---------- Supplied data ----------

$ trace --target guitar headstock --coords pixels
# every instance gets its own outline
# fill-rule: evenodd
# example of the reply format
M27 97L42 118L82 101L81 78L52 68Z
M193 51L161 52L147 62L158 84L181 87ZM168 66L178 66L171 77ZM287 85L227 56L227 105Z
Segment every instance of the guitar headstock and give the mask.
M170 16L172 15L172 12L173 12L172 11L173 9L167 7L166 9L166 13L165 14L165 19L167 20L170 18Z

----------

Rewrite these lines with every "guitar headstock" changed to "guitar neck", keeping everything else unchanged.

Solution:
$ trace --target guitar neck --coords pixels
# every instance gets its own outline
# fill-rule: evenodd
# example of the reply format
M27 97L42 118L82 101L81 78L52 68Z
M193 51L161 52L147 62L158 84L181 87ZM168 66L178 66L171 77ZM287 85L227 56L227 105Z
Segment every instance of the guitar neck and give the mask.
M170 16L172 15L172 12L173 12L172 11L173 9L167 7L166 9L166 13L165 14L165 19L167 20L170 18Z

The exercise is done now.